*Data provided*.
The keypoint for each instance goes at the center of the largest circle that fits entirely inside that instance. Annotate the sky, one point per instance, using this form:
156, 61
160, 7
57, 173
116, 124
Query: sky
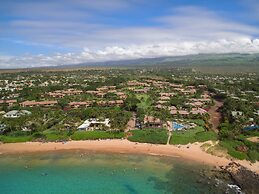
56, 32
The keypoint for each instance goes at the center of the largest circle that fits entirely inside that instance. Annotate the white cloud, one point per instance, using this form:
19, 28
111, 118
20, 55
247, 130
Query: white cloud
132, 52
186, 30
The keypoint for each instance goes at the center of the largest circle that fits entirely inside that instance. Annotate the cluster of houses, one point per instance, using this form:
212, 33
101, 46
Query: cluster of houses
95, 124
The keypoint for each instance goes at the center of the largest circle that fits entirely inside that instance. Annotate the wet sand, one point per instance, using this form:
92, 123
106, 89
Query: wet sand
191, 152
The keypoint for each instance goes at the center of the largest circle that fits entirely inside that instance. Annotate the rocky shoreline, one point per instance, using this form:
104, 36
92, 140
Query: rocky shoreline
240, 176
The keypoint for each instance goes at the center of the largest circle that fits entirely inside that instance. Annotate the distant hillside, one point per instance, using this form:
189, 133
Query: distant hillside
199, 59
204, 62
215, 63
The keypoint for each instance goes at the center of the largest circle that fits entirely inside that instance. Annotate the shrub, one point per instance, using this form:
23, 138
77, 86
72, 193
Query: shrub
92, 135
206, 136
231, 147
12, 139
155, 136
253, 155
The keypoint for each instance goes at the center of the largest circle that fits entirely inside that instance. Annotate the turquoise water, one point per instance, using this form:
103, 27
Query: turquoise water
80, 172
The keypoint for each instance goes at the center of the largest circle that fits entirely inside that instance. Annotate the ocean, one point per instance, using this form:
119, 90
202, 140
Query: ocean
83, 172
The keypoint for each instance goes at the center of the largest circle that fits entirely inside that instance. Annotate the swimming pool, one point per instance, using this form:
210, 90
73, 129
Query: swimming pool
177, 126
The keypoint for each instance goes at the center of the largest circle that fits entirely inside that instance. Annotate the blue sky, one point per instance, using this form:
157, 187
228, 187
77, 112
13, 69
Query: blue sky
55, 32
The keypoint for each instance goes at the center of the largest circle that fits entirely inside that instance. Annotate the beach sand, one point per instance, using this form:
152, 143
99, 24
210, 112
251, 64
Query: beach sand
191, 152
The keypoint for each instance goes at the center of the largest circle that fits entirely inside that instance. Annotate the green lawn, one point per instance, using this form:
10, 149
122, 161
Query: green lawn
155, 136
85, 135
198, 134
252, 154
56, 135
145, 103
14, 139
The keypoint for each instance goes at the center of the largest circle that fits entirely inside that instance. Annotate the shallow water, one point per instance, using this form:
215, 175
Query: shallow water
81, 172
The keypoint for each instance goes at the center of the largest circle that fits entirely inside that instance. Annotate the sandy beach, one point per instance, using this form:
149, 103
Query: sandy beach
191, 152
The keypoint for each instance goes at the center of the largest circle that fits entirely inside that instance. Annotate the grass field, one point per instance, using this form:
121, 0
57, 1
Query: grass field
88, 135
198, 134
155, 136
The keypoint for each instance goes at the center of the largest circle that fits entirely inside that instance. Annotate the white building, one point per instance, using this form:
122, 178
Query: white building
16, 113
91, 124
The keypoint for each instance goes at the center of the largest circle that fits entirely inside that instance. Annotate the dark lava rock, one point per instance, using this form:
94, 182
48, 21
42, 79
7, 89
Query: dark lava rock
247, 180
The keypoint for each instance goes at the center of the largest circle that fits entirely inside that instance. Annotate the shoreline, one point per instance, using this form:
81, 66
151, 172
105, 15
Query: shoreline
194, 152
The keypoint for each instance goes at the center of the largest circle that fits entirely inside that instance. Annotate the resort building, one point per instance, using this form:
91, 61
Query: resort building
8, 102
95, 124
16, 113
42, 103
150, 121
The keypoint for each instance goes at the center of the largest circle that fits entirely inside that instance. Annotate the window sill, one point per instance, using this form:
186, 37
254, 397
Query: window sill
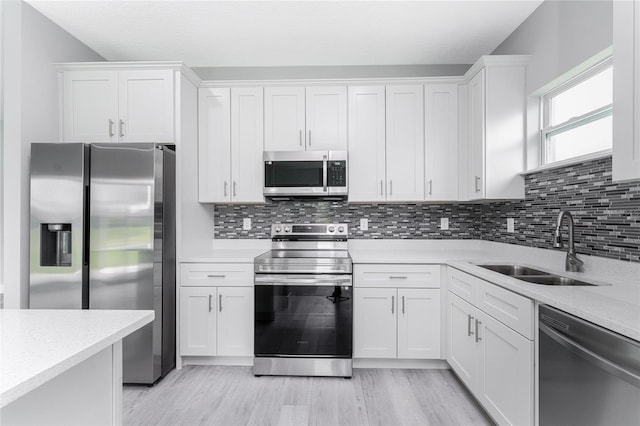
569, 162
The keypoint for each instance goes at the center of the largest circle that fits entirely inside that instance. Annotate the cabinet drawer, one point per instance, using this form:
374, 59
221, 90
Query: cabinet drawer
509, 308
463, 285
402, 276
216, 274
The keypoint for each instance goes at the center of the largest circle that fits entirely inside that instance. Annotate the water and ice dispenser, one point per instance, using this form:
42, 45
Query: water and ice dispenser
55, 244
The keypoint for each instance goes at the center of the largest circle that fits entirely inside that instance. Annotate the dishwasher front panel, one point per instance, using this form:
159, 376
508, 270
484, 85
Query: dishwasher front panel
588, 375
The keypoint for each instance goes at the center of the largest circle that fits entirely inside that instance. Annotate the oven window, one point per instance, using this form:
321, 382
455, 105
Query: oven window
293, 174
303, 320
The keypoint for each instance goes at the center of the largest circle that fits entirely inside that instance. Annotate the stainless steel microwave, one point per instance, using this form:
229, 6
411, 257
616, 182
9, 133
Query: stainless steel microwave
305, 174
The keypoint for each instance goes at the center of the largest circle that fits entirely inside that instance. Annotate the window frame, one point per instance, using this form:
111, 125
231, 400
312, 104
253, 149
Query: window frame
546, 130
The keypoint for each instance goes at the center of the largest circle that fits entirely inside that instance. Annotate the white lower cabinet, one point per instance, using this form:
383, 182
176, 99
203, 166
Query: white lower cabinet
216, 320
495, 362
198, 320
235, 321
396, 322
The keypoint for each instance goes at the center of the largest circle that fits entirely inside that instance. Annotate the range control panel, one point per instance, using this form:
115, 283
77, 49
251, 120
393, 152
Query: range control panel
309, 229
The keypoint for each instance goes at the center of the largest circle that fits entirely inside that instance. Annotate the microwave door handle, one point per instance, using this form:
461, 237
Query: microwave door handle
324, 173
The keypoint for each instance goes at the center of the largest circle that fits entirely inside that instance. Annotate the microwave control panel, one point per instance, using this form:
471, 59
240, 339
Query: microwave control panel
337, 173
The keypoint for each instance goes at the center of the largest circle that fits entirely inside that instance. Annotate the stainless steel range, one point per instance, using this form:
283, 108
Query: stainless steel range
304, 302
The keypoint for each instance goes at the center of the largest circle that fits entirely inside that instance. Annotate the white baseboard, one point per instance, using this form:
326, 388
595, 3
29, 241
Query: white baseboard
424, 364
243, 361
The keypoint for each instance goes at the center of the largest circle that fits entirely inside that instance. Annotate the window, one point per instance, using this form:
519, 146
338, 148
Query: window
578, 116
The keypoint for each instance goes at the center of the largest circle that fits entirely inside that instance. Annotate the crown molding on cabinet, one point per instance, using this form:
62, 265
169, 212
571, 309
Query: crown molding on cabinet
332, 81
129, 65
496, 61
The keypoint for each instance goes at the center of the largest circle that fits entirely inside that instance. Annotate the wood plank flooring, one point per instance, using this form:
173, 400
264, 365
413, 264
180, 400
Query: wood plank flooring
217, 395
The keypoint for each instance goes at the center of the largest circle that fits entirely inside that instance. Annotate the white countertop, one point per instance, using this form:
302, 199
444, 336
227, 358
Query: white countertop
37, 345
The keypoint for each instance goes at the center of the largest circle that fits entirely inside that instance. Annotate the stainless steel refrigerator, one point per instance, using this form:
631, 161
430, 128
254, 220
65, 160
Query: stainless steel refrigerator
103, 237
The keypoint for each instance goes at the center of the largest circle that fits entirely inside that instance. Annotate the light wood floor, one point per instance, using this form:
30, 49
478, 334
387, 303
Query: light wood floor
213, 395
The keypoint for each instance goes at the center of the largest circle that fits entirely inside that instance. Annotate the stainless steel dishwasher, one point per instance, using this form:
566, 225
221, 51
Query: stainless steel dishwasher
588, 375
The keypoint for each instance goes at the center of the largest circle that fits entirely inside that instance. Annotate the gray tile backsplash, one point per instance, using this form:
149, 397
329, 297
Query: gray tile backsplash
607, 214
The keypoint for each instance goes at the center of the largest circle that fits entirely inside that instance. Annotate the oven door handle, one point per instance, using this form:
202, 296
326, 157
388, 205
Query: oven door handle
308, 280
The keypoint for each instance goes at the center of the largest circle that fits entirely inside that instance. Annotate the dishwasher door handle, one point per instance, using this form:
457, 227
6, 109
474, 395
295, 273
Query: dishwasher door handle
590, 356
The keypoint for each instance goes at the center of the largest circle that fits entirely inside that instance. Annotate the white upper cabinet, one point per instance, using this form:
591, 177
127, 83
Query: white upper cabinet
284, 119
326, 118
441, 142
312, 119
90, 106
230, 165
496, 114
626, 90
214, 145
367, 143
247, 140
146, 106
405, 143
118, 105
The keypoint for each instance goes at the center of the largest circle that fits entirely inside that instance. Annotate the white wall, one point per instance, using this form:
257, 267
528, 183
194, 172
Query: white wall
560, 35
31, 43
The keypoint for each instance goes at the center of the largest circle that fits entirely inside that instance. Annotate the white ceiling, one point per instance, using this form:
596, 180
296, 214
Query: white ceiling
290, 33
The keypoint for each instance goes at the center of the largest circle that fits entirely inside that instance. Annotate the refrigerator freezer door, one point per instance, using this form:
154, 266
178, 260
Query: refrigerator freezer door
124, 202
58, 190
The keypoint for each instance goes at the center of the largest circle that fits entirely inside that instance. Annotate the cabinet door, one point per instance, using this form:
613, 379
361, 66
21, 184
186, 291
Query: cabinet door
90, 106
476, 130
326, 118
235, 321
198, 321
214, 145
405, 143
441, 142
146, 106
367, 143
626, 101
505, 373
419, 323
461, 346
375, 313
247, 140
284, 119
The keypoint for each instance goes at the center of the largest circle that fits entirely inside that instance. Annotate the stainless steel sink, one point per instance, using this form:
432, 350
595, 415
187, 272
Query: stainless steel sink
513, 270
553, 280
534, 276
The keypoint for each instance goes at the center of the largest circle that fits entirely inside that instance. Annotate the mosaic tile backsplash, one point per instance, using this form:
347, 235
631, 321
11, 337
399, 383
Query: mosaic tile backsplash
607, 215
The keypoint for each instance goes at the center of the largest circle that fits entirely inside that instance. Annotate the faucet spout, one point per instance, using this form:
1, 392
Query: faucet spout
572, 263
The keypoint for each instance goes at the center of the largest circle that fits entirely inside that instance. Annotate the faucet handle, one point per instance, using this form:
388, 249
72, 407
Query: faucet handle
573, 264
557, 239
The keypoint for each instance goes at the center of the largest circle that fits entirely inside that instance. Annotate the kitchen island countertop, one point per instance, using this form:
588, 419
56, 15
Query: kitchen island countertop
39, 344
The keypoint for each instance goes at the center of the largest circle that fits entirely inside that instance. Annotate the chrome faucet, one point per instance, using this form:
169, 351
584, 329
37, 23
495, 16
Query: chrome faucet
572, 263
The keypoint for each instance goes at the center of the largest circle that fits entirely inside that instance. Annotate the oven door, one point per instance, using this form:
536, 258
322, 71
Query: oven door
303, 316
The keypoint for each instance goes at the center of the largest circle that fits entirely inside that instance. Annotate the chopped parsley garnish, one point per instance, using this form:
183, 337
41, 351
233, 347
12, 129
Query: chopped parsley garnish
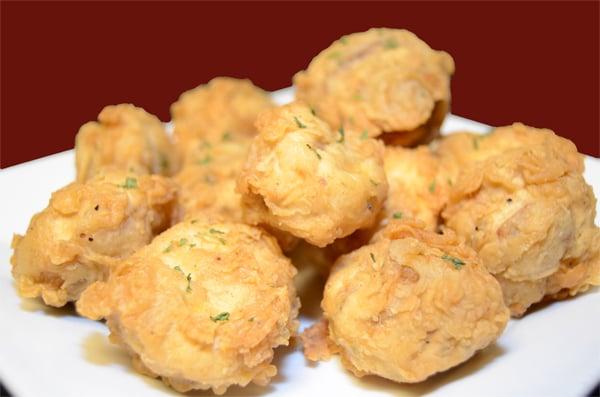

*Direction*.
Extract each line of the data above that contains the string "spout", and list those lines in the order they appear.

*Written answer*.
The keypoint for each instance goes at the center of the largest circle that fits entirely inside that instance. Annotate the faucet spout, one point per instance, using this form:
Query: faucet spout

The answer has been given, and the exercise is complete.